(Records held in a dataset)

········

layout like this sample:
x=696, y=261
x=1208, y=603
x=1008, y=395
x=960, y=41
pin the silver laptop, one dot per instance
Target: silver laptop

········

§ **DO THIS**: Edit the material above so that each occurrence of "silver" reads "gray", leaving every other line unchanged.

§ **ANSWER BELOW**:
layout like this sample:
x=696, y=261
x=1208, y=603
x=1008, y=395
x=960, y=41
pin the gray laptop, one dot per instance
Target: gray laptop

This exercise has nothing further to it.